**WRITTEN PROBLEM 1**
Copy the rows below verbatim, starting at the line containing "Where in the photo above can the mountain" and running through the final row, with both ends included.

------ SELECTED EXCERPT

Sapphire: The Myth of the Angry Black Woman

On September 18, 2014, television critic Alessandra Stanley stepped into it (‘it’ being a big steaming pile of stereotypical, racist, sexist dung).  Her article for The New York Times opens with the following:

When Shonda Rhimes writes her autobiography, it should be called “How to Get Away With Being an Angry Black Woman.”

Her article went on to compliment Rhimes for changing the landscape of network television. Stanely clearly thought she was heaping praise upon Rhimes’ new show ‘How To Get Away With Murder’. Unfortunately for her, she was met with a great deal of scorn and criticism, some of which came from Shonda Rhimes herself (as well as Salon, Slate, and Gawker):

The criticism centers around a stereotype of black women called the ‘Angry Black Woman’ (ABW). According to Deborah Smith Pegues, the image of the ABW brings to mind the ” the unfriendly checker at the supermarket, the unhelpful postal worker, the surly retail clerk, the co-worker with the chip on her shoulder who finds racism under every rock, among many figures from daily life.”  Pegues writes:

As I’ve researched and written on the subject of anger over the past year, I’ve come to fully embrace the concept that anger is indeed a secondary emotion. And, as I’ve learned the painful history of some of the bitter, intolerant, and demanding black women in my circle of observation, I have not found that a single one of them is inherently angry.

------------

**WRITTEN PROBLEM 2**
In the essay on the Angry Black Woman stereotype, which newspaper ran Alessandra Stanley's article?

------ EXERCISE MATERIALS

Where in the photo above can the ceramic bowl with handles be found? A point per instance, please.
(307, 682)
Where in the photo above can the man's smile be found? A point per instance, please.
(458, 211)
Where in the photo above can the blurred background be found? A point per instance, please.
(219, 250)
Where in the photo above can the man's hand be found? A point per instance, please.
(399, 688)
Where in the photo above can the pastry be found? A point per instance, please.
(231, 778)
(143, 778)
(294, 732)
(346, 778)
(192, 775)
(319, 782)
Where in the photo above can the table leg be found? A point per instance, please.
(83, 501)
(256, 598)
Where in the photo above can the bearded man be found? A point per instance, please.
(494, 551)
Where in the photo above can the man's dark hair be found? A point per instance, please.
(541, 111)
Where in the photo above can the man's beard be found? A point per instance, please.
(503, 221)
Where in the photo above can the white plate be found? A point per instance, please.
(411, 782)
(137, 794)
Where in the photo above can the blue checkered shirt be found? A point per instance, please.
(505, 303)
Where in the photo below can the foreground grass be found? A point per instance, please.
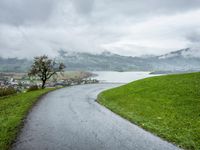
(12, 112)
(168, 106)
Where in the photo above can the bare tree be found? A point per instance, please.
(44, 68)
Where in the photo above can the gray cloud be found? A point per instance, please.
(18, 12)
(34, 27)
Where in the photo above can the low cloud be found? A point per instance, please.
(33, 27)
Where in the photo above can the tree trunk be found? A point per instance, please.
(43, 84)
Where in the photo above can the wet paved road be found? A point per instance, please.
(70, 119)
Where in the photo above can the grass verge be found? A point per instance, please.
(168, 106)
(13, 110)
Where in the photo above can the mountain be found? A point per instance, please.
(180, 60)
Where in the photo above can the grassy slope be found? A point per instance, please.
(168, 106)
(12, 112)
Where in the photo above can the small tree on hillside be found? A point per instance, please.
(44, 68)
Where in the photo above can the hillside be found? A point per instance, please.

------------

**EXERCISE RESULT 1**
Where in the photo above can the mountain be found? A point per instance, please.
(180, 60)
Where in the photo above can the grassy slope be found? A point per instance, please.
(168, 106)
(12, 112)
Where in the photo above can the small tree on hillside be found? A point per instance, please.
(44, 68)
Where in the photo above can the hillside be found? A point per instance, please.

**EXERCISE RESULT 2**
The New York Times